• PROVIDED MATERIAL:
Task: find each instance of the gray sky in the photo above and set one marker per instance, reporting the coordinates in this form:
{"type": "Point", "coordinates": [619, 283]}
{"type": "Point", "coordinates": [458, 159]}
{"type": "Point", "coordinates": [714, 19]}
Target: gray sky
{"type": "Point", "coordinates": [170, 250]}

• STATED TASK: Update the data above so that "gray sky" reads "overcast sky" wherever it occurs, leaving everything else unchanged.

• SOLVED PROBLEM:
Task: find each instance of the overcast sky in the photo above and set one marker per instance, reporting the coordinates in this form:
{"type": "Point", "coordinates": [619, 283]}
{"type": "Point", "coordinates": [458, 159]}
{"type": "Point", "coordinates": [714, 19]}
Target: overcast sky
{"type": "Point", "coordinates": [170, 250]}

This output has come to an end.